Auszug:
Fehler in SciFi

Wohl jedem von uns sind sie schon einmal aufgefallen: Fehler in typischen Sciencefiction Geschichten.
Dabei sollte eigentlich schon vom Namen des Genres her klar sein dass man sich bei all der Fiktion doch bitte auch ein wenig an reale Wissenschaft halten sollte.
Viele dieser (oft billig produzierten) Geschichten zeugen aber noch heute vom imho eigentlich überlagerten Vorurteil dass SciFi generell nur Einheitsbrei mit Weltraummonstern, schlampigen Geschichten, einer typischen Heldenfigur und ein paar hübschen, spärlich bekleideten Frauen sein muss.
Diese Meinung stammt wahrscheinlich noch aus den Anfangszeiten des Genres (oder zumindest als es erstmals so eingeordnet wurde) als diese Geschichten in der Tat hauptsächlich billig produziert als Groschenhefte auftauchten und eher der seichten Unterhaltung dienen sollten.
Da es ziemlich schwer ist, physikalisch korrekte, realistische Einschätzungen der Zukunft zu bringen, dies alles so ganz nebenbei noch spannend zu erzählen und mit glaubhaften Charakteren zu versehen (an den beiden letzten Bedingungen scheitern bereits in anderen Genres die meisten Autoren, warum sollte das hier besser sein und dann auch noch abstrusen physikalischen Gesetzen entsprechen?) kann man die vorhandenen Fehler meiner Meinung nach in verschiedene Gruppen aufteilen:

Die erste Gruppe wären Punkte bei denen der Autor nicht im geringsten auf bestehende Physik achtet wenn sie einen dramatischen Vorgang erschweren würde. Meist hat der Autor nach einer anderen Lösung gesucht, doch keine einfache gefunden.
Das klingt auf den ersten Blick nach der schlechtesten Möglichkeit, meiner Meinung nach muss das jedoch nicht unbedingt der Fall sein. Natürlich ist vieles aus diesen Geschichten unmöglich und kann mit ein wenig Hintergrundwissen leicht verlacht werden, doch die Autoren konzentrieren sich an diesen Stellen dafür oft auf die Dinge die sie eher können und erzeugen Geschichten die vom Erzählstil und den geschilderten Vorgängen her äußerst fesselnd wirken.
Oft entstehen daher große Meisterwerke die ohne derartiges nicht möglich wären und man sollte bei all der Kritik nicht vergessen dass vieles aus diesen Geschichten zwar völlig unmöglich sein mag, dies aber in vielen anderen Genres völlig normal und gar erwünscht ist.

Arbeitsauftrag 1:
Beantworte anhand des Texts über Fehler in SciFi diese Fragen:
(a) Aus welcher Zeit stammt vermutlich das Vorurteil, SciFi sei nur Einheitsbrei, und in welcher Form erschienen die Geschichten damals?
(b) Worauf achtet der Autor bei der ersten Gruppe von Fehlern nicht?
(c) Worauf konzentrieren sich die Autoren an diesen Stellen stattdessen?
Arbeitsauftrag 2:
Führe den Text über Fehler in SciFi im Anschluss an seinen letzten Satz fort.
Die anschließenden Zeilen stammen aus einer anderen Quelle.

(Einträge der Sammlung)

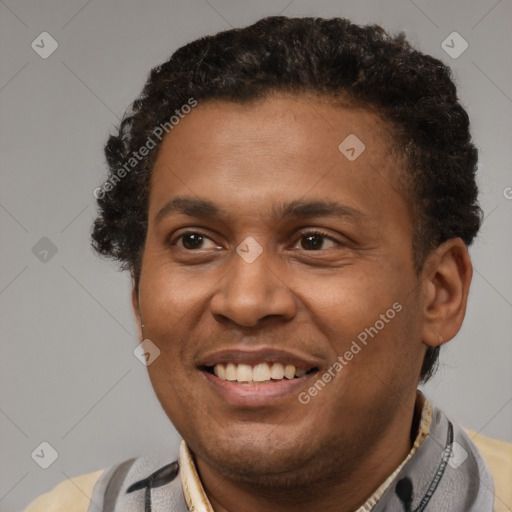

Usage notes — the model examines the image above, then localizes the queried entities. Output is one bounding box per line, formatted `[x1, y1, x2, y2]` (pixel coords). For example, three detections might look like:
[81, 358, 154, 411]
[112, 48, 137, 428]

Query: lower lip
[202, 370, 316, 407]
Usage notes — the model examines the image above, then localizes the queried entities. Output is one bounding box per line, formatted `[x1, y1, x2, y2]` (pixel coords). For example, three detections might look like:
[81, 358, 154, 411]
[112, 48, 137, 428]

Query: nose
[210, 249, 297, 327]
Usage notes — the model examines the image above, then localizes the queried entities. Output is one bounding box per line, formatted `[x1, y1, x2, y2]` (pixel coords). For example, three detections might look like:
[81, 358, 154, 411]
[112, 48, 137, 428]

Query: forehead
[149, 94, 408, 230]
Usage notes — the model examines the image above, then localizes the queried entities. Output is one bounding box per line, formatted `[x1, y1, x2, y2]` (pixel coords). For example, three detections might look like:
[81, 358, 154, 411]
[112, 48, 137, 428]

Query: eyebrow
[155, 196, 366, 222]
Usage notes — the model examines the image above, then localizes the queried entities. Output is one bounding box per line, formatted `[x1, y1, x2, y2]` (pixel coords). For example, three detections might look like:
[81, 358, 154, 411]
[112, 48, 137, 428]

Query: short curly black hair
[92, 16, 482, 381]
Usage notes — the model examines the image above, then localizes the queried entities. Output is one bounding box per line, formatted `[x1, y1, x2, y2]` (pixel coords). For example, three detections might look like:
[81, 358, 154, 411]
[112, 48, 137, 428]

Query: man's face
[135, 95, 424, 481]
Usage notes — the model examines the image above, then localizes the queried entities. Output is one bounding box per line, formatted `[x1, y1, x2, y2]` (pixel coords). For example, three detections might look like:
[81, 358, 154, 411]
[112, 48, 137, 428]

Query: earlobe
[422, 238, 473, 347]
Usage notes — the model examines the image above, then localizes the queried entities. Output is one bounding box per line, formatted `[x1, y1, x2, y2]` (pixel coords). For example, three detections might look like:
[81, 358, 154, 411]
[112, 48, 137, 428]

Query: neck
[196, 395, 421, 512]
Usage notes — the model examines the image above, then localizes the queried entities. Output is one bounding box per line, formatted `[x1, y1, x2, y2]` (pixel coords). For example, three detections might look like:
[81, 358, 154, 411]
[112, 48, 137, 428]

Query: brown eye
[174, 231, 217, 251]
[300, 232, 337, 251]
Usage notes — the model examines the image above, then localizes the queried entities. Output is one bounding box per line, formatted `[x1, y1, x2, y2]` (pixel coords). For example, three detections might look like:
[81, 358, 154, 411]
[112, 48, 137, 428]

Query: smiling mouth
[203, 363, 318, 385]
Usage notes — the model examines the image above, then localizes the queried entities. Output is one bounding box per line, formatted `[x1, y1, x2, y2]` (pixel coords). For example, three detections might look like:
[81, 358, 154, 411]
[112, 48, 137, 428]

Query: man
[27, 17, 511, 512]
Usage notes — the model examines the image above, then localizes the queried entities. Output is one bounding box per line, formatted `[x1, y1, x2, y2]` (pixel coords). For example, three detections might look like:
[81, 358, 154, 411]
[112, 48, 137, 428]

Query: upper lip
[198, 347, 320, 370]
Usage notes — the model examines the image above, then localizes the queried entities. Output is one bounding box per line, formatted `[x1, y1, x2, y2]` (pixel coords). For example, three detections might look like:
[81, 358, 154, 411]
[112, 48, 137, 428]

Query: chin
[189, 425, 332, 488]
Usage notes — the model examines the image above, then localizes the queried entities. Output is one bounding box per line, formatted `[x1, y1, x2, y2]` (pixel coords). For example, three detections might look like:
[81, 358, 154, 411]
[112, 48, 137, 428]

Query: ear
[422, 238, 473, 347]
[132, 280, 144, 342]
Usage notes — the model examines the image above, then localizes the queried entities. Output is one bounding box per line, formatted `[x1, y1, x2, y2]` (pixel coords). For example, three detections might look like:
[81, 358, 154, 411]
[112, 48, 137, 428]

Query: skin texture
[132, 94, 471, 512]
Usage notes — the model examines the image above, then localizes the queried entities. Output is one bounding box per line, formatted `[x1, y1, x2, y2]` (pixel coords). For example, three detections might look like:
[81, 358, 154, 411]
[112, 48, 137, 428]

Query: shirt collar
[179, 390, 432, 512]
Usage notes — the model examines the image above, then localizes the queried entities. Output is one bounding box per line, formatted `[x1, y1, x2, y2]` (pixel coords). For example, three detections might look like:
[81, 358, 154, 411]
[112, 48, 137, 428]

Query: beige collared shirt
[179, 391, 432, 512]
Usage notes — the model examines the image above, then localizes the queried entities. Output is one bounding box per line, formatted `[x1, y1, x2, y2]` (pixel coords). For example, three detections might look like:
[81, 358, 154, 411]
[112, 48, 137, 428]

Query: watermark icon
[30, 441, 59, 469]
[133, 339, 160, 366]
[93, 98, 197, 199]
[443, 442, 468, 469]
[338, 133, 366, 162]
[32, 236, 58, 263]
[236, 236, 263, 263]
[298, 302, 403, 405]
[30, 32, 59, 59]
[441, 32, 469, 59]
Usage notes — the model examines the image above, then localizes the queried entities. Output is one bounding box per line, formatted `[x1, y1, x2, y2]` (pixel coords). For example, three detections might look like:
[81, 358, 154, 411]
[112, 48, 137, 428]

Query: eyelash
[170, 229, 343, 252]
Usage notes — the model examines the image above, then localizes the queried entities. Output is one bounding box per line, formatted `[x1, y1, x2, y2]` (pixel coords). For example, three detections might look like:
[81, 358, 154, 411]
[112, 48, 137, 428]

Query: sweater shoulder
[24, 469, 106, 512]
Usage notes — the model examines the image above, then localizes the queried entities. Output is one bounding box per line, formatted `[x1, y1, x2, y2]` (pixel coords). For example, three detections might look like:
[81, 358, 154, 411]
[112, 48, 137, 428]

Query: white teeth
[284, 364, 295, 379]
[270, 363, 284, 380]
[236, 364, 252, 382]
[226, 363, 237, 380]
[213, 363, 306, 383]
[252, 363, 270, 382]
[213, 364, 226, 380]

Antwort 1:
(a) Aus den Anfangszeiten des Genres; die Geschichten erschienen damals hauptsächlich billig produziert als Groschenhefte und sollten eher der seichten Unterhaltung dienen.
(b) Er achtet nicht im Geringsten auf bestehende Physik, wenn sie einen dramatischen Vorgang erschweren würde.
(c) Auf die Dinge, die sie eher können, sodass Geschichten entstehen, die vom Erzählstil und den geschilderten Vorgängen her äußerst fesselnd wirken.

Antwort 2:
Es hat sich ja auch noch nie jemand aufgeregt, dass Sauron, die Ents und wohl 3/4 aller anderen Wesen in Tolkiens Geschichten aus Mittelerde in der Realität unmöglich wären.
Gute Beispiele für derartige Fehler finden wir z.B. wenn im Skylark-Zyklus von Eduard Elmer "Doc" Smith ansehen wie interstellare Reisen ermöglicht werden: -> Einstein hat sich geirrt, wir brauchen nur immer weiter zu beschleunigen und werden schneller als das Licht. (Ein recht häufiger Ansatz bis man dazu übergegangen ist via "Wurmloch" oder "Hyperantrieb" zu reisen da dies schwerer zu widerlegen ist.)

Die Zweite Gruppe der Fehler sind wohl Stellen die dem Autor gar nicht bewusst waren, er versuchte sich möglichst an alle bekannten Theorien und Gesetzmäßigkeiten zu halten doch ihm ist ein Fehler unterlaufen.
Die meisten dieser Fehler sind eher unwichtig und werden von denjenigen die sie entdecken meist nur belächelt. Aber immerhin hat man etwas bemerkt was anderen nicht aufgefallen ist, daher werden derartige Fehler oft bekannter als Stellen die sehr offensichtlich sind.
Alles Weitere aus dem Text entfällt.